What is needed. Reproduce the records below exactly, with nothing altered.
═══ Listed entries
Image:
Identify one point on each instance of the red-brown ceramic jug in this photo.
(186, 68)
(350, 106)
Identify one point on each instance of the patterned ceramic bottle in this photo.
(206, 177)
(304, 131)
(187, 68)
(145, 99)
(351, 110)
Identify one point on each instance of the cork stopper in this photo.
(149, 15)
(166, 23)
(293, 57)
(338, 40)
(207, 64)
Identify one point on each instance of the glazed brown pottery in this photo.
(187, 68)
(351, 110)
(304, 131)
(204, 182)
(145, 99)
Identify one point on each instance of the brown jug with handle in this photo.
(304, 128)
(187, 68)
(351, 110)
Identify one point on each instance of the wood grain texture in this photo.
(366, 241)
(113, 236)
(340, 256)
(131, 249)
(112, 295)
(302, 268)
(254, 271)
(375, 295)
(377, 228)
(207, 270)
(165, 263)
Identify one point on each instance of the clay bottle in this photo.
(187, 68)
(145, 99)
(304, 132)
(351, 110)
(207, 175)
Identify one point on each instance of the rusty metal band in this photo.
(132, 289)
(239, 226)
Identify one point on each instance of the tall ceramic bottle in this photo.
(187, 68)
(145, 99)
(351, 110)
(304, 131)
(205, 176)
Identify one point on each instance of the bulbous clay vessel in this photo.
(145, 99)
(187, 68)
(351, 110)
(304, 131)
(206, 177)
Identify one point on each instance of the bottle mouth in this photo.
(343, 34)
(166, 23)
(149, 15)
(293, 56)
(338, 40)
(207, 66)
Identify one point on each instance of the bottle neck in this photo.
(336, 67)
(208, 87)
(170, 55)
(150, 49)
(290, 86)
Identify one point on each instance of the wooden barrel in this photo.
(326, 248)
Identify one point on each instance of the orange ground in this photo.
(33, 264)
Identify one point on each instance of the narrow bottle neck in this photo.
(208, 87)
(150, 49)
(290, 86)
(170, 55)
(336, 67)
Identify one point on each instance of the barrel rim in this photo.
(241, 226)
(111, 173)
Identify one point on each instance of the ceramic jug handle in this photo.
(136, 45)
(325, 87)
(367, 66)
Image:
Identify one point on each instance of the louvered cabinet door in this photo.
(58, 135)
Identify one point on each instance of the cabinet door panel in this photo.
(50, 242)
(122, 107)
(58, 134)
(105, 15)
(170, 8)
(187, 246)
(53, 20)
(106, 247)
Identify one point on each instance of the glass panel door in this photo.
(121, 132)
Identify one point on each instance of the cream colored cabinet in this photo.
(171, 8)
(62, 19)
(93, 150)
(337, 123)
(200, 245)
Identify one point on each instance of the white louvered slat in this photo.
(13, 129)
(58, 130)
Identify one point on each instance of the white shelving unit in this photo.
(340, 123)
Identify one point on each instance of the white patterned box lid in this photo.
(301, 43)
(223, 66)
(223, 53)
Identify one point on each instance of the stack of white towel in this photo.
══════
Solution to this exercise.
Image:
Identify one point on each instance of the red-brown ceramic jug in this photo.
(186, 68)
(350, 106)
Identify one point on each instance of the patterned ceramic bottle in this photo.
(206, 177)
(304, 131)
(187, 68)
(145, 99)
(351, 110)
Identify one point on each instance of the cork stopper in this photo.
(149, 15)
(166, 23)
(293, 57)
(338, 40)
(207, 64)
Identify one point on each instance of the glazed brown pottery in this photo.
(187, 68)
(351, 110)
(304, 131)
(204, 182)
(145, 99)
Identify one point on each instance of the brown jug with handle in this photo.
(304, 128)
(187, 68)
(351, 110)
Identify one point on each instance of the wood grain texture in this photo.
(366, 241)
(113, 236)
(340, 256)
(131, 249)
(112, 295)
(302, 268)
(254, 271)
(375, 295)
(377, 228)
(207, 270)
(165, 263)
Identify one point on each instance of the clay bottle in this photo.
(187, 68)
(145, 99)
(304, 132)
(351, 110)
(207, 175)
Identify one point on each instance of the rusty metal band in this photo.
(132, 289)
(239, 226)
Identify one point on each instance of the tall ceramic bottle in this photo.
(187, 68)
(145, 99)
(351, 110)
(304, 131)
(205, 176)
Identify one point on each instance of the bulbous clay vessel in this photo.
(145, 99)
(187, 68)
(351, 110)
(304, 131)
(206, 177)
Identify one point on each instance of the bottle mouth in this photo.
(343, 34)
(166, 23)
(149, 15)
(293, 56)
(338, 40)
(207, 66)
Identify one point on each instance of the bottle neck in this photo.
(336, 67)
(208, 87)
(170, 55)
(150, 49)
(290, 86)
Identify one point on each instance of the wooden barrel in this photo.
(326, 248)
Identify one point on each instance of the orange ground in this photo.
(33, 264)
Identify one point on each instance of the narrow bottle neck in this photo.
(208, 87)
(150, 49)
(290, 86)
(170, 55)
(336, 67)
Identify one point on each instance of the barrel rim in this photo.
(241, 226)
(111, 173)
Identify one point on each instance of the ceramic jug handle in this photo.
(136, 45)
(325, 87)
(367, 66)
Image:
Identify one point on each instance of the louvered cabinet door in this photo.
(58, 135)
Identify one point on each instance of the cabinet door panel in this photo.
(50, 242)
(122, 107)
(58, 134)
(105, 15)
(170, 8)
(187, 246)
(53, 20)
(106, 247)
Identify one point on each instance of the glass panel door in this photo.
(121, 132)
Identify one point on each instance of the cream colored cabinet in this photo.
(171, 8)
(62, 19)
(93, 150)
(337, 123)
(200, 245)
Identify one point on each instance of the white louvered slat in this photo.
(13, 129)
(58, 130)
Identify one point on each instance of the white shelving unit in this photo.
(340, 123)
Identify one point on each instance of the white patterned box lid in this photo.
(301, 43)
(223, 66)
(223, 53)
Identify one point on each instance of the stack of white towel in this photo.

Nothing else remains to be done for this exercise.